DOCUMENT TEXT

How about a game of scrabble?

Author shares her fascinating experience of playing the word game, ‘BUILD -UP’, with her seven-year-old kid
How about a game of scrabble?

Last Saturday I found myself eating a poor excuse of a frittata with my seven year old. We were waiting for the ten year old to finish his piano lesson and decided to pass the time at a nearby restaurant.  
The restaurant in an attempt to be cool in some hipster-millenial-woke way that I don’t understand on account of my advanced years had a selection of board games for patrons to play as they waited interminably for their imposter frittata to arrive.

The seven year old wanted to play ‘Build-Up’, a scrabble like game that wasn’t quite Scrabble. Perhaps this was the theme of the restaurant: imposter food and games. I said yes, as the alternative was to play Pokemon cards, a game which I am not good at because it makes no sense and there are no actual rules. I am always losing my Charizard and Articuno, and I believe that this is because the children lie to me and take advantage of my ignorance. Not with Scrabble baby. My brain has not been rewired because of excessive screen time: I can spell,I can tell the time, I can focus on things for more than 5 minutes. Build Up? Bring it on.

Our game of fake Scrabble started well enough. Jam. Man. Om. I was overjoyed that my child was able to spell these words, a clear sign that the annual fees we paid his school was not an entire waste.
P-U-B.
‘What’s a pub?’
‘A place where you can go without your children and enjoy a drink.’
‘Sounds boring.’
‘Wait till you have kids.’
After much pondering, the child added an E to the end of PUB.

Dataset excerpts
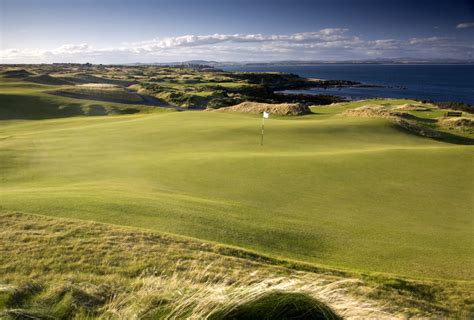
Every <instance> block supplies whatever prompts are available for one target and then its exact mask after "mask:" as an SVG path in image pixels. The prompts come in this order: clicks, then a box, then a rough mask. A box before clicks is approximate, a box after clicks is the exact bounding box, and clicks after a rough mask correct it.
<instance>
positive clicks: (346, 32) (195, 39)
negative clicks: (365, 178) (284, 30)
mask: <svg viewBox="0 0 474 320" xmlns="http://www.w3.org/2000/svg"><path fill="white" fill-rule="evenodd" d="M460 25H463V26H461V27H459V26H460ZM465 25H470V23H464V24H459V25H458V28H467V27H469V26H465ZM473 52H474V45H473V44H469V43H463V42H460V41H457V40H456V39H453V38H446V37H428V38H410V39H404V40H400V39H379V40H365V39H362V38H360V37H358V36H353V35H350V34H349V30H348V29H345V28H326V29H321V30H318V31H313V32H302V33H292V34H274V35H264V34H219V33H216V34H210V35H183V36H178V37H167V38H156V39H151V40H147V41H139V42H126V43H123V44H121V45H120V46H116V47H103V48H96V47H93V46H90V45H89V44H87V43H82V44H64V45H62V46H60V47H58V48H53V49H51V50H35V49H4V50H0V63H49V62H93V63H128V62H170V61H184V60H189V59H205V60H217V61H229V60H234V61H263V60H287V59H292V60H293V59H295V60H343V59H364V58H377V57H380V58H386V57H402V56H404V57H414V58H458V59H468V58H472V55H473Z"/></svg>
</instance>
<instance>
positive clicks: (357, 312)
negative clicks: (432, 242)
mask: <svg viewBox="0 0 474 320" xmlns="http://www.w3.org/2000/svg"><path fill="white" fill-rule="evenodd" d="M0 222H1V224H2V227H3V228H2V229H1V230H0V259H1V261H2V264H1V265H0V317H1V318H2V319H3V318H6V319H17V318H28V317H30V318H48V317H49V318H55V319H95V318H100V319H163V318H164V319H184V318H194V319H202V318H209V319H229V318H232V319H249V318H255V319H281V318H282V317H284V316H286V317H287V318H290V316H293V317H296V316H300V317H301V318H308V317H309V316H310V315H311V318H318V317H319V316H321V315H324V316H325V318H327V319H336V318H338V317H340V316H342V317H348V318H351V317H354V318H361V317H365V318H367V317H371V318H387V317H394V316H409V315H417V316H437V317H440V316H467V315H469V312H470V309H469V301H471V303H472V283H471V284H468V283H457V282H443V283H442V284H437V283H432V282H425V283H422V282H417V281H409V280H403V279H398V278H391V279H390V278H380V277H379V278H360V277H359V278H358V279H357V278H354V277H355V275H351V274H338V273H333V272H332V271H330V270H325V271H324V272H307V271H301V268H300V267H303V266H298V265H293V267H292V268H286V267H284V266H283V263H284V262H283V261H280V262H278V261H272V260H271V259H269V258H268V257H262V256H259V255H257V254H251V253H249V252H245V251H242V250H238V249H235V248H234V249H232V248H226V247H223V246H220V245H216V244H210V243H207V242H202V241H196V240H192V239H188V238H182V237H176V236H172V235H166V234H158V233H155V232H150V231H145V230H138V229H132V228H124V227H117V226H111V225H104V224H98V223H90V222H81V221H78V220H66V219H58V218H49V217H41V216H35V215H29V214H22V213H4V214H0ZM244 256H246V257H247V258H245V259H243V258H241V257H244ZM321 271H322V270H321ZM419 292H429V295H426V294H423V295H420V294H419ZM447 297H450V299H447ZM470 299H471V300H470ZM395 302H396V303H395ZM471 311H472V310H471Z"/></svg>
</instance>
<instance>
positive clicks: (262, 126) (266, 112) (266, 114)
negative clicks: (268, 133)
mask: <svg viewBox="0 0 474 320" xmlns="http://www.w3.org/2000/svg"><path fill="white" fill-rule="evenodd" d="M269 116H270V112H266V111H263V118H262V138H261V139H260V145H261V146H263V131H264V130H265V119H268V117H269Z"/></svg>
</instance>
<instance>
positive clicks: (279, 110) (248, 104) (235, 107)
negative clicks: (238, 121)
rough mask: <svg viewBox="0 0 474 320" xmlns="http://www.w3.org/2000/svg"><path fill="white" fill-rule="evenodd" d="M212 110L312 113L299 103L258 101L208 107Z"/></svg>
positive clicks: (261, 111) (243, 102) (297, 114)
mask: <svg viewBox="0 0 474 320" xmlns="http://www.w3.org/2000/svg"><path fill="white" fill-rule="evenodd" d="M208 110H210V111H227V112H241V113H260V114H261V113H263V112H264V111H265V112H269V113H271V114H273V115H279V116H298V115H303V114H308V113H311V110H310V109H309V107H307V106H305V105H302V104H299V103H281V104H270V103H258V102H242V103H240V104H238V105H235V106H232V107H225V108H220V109H216V110H214V109H208Z"/></svg>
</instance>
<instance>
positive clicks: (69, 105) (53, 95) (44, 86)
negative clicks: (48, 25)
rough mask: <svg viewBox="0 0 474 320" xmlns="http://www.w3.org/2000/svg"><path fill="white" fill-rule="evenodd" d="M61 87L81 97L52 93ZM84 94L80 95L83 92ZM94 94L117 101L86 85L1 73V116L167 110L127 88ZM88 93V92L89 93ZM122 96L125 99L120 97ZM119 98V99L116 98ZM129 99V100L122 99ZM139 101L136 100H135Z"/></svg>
mask: <svg viewBox="0 0 474 320" xmlns="http://www.w3.org/2000/svg"><path fill="white" fill-rule="evenodd" d="M61 88H67V89H65V90H66V91H67V90H73V91H74V92H73V94H76V95H77V97H78V98H84V97H86V98H88V99H89V100H86V99H75V98H74V97H61V96H57V95H52V94H49V93H48V92H53V91H54V90H58V89H61ZM78 91H80V92H83V93H84V95H83V96H81V95H80V92H79V93H78ZM98 91H99V90H95V91H94V92H93V93H95V94H96V95H97V96H96V97H95V98H101V97H105V98H112V100H115V101H95V100H90V99H93V98H94V96H93V95H92V96H91V95H90V92H84V88H83V87H82V91H81V86H78V87H76V88H74V89H71V88H70V87H69V86H65V87H62V86H50V85H44V84H38V83H31V82H24V81H19V80H18V79H8V78H1V77H0V120H6V119H32V120H37V119H50V118H63V117H72V116H78V115H107V114H130V113H137V112H161V111H166V110H163V109H157V108H154V107H149V106H144V105H140V103H141V102H142V100H141V99H139V98H138V97H136V96H135V95H133V94H128V93H127V92H125V91H124V89H117V90H113V92H110V91H109V92H107V91H105V92H104V90H102V91H100V92H98ZM86 94H89V96H87V95H86ZM121 99H123V100H124V101H121ZM117 100H118V102H117ZM120 102H126V103H120ZM132 103H137V104H132Z"/></svg>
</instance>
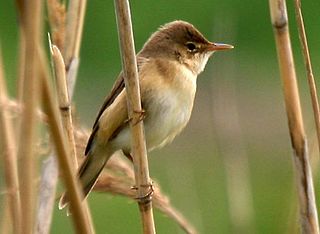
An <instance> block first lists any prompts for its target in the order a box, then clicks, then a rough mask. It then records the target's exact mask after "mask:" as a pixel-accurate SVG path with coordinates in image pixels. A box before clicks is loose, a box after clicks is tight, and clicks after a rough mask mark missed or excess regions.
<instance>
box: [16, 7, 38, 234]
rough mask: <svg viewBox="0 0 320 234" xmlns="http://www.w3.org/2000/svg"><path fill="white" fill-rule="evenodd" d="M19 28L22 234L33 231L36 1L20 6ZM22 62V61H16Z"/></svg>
mask: <svg viewBox="0 0 320 234" xmlns="http://www.w3.org/2000/svg"><path fill="white" fill-rule="evenodd" d="M21 6H22V7H21V8H19V9H20V10H21V11H20V12H21V14H20V15H21V18H20V25H21V27H22V30H21V32H22V34H23V36H22V37H21V40H24V39H25V50H24V52H25V53H24V54H21V55H22V56H24V57H25V58H27V59H24V61H25V64H23V68H24V74H23V75H24V78H23V79H24V81H23V87H24V91H23V97H22V101H23V105H24V107H25V108H24V109H23V112H22V119H21V129H20V133H19V136H20V140H19V149H18V158H19V159H20V163H21V165H22V167H21V170H20V172H21V173H20V182H21V183H20V191H21V210H23V212H22V215H21V230H23V232H24V233H32V232H33V223H34V222H33V221H34V209H33V207H34V204H35V203H34V198H35V186H34V178H35V172H36V170H35V165H36V163H35V158H36V157H35V156H34V147H33V146H34V142H35V127H36V108H37V99H38V96H37V95H38V93H39V92H38V78H39V76H38V62H39V61H38V57H37V48H38V46H39V45H40V35H41V20H42V4H41V2H39V1H29V2H28V6H25V5H23V4H22V5H21ZM20 61H22V60H20Z"/></svg>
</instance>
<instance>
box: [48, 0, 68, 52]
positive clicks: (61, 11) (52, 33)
mask: <svg viewBox="0 0 320 234" xmlns="http://www.w3.org/2000/svg"><path fill="white" fill-rule="evenodd" d="M65 8H66V7H65V4H64V3H61V2H60V0H47V9H48V18H49V23H50V31H51V34H52V40H53V44H55V45H56V46H57V47H58V48H59V49H60V50H62V51H63V50H64V45H65V24H66V22H65V21H66V9H65Z"/></svg>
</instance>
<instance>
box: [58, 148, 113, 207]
mask: <svg viewBox="0 0 320 234" xmlns="http://www.w3.org/2000/svg"><path fill="white" fill-rule="evenodd" d="M111 155H112V153H110V152H108V150H106V148H100V149H98V148H96V149H95V150H94V151H93V152H92V151H91V152H89V154H88V155H87V157H86V158H85V161H84V162H83V163H82V165H81V167H80V169H79V172H78V177H79V180H80V183H81V185H82V191H83V196H84V199H85V198H86V197H87V196H88V194H89V193H90V191H91V190H92V189H93V187H94V185H95V184H96V182H97V180H98V177H99V175H100V173H101V171H102V170H103V168H104V166H105V165H106V163H107V161H108V160H109V158H110V157H111ZM68 203H69V199H68V197H67V194H66V193H64V194H63V195H62V196H61V198H60V201H59V209H63V208H65V207H66V206H67V205H68Z"/></svg>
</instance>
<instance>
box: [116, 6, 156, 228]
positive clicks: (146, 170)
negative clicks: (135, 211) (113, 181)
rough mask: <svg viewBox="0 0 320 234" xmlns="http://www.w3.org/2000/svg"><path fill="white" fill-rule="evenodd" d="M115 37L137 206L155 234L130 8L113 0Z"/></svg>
mask: <svg viewBox="0 0 320 234" xmlns="http://www.w3.org/2000/svg"><path fill="white" fill-rule="evenodd" d="M114 2H115V10H116V16H117V25H118V34H119V41H120V48H121V57H122V68H123V72H124V74H125V76H124V78H125V79H124V80H125V87H126V92H127V102H128V115H129V116H128V117H129V119H131V121H130V128H131V139H132V142H131V146H132V147H131V148H132V153H133V164H134V172H135V182H136V186H137V196H138V199H137V200H138V204H139V208H140V214H141V218H142V224H143V233H155V226H154V220H153V212H152V185H151V181H150V177H149V168H148V159H147V150H146V144H145V137H144V131H143V121H141V113H142V108H141V99H140V87H139V77H138V69H137V61H136V53H135V49H134V41H133V32H132V23H131V15H130V6H129V2H128V0H115V1H114Z"/></svg>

EXERCISE TASKS
A. Echo the essay about playing Build-Up, starting with "Our game of" and going on through "end of PUB.".
B. How many lines of the entries contain the string "pixels", with case counting? Give only the number.
The essay and the entries are unrelated, independent material.

SOLUTIONS
A.
Our game of fake Scrabble started well enough. Jam. Man. Om. I was overjoyed that my child was able to spell these words, a clear sign that the annual fees we paid his school was not an entire waste.
P-U-B.
‘What’s a pub?’
‘A place where you can go without your children and enjoy a drink.’
‘Sounds boring.’
‘Wait till you have kids.’
After much pondering, the child added an E to the end of PUB.

B. 2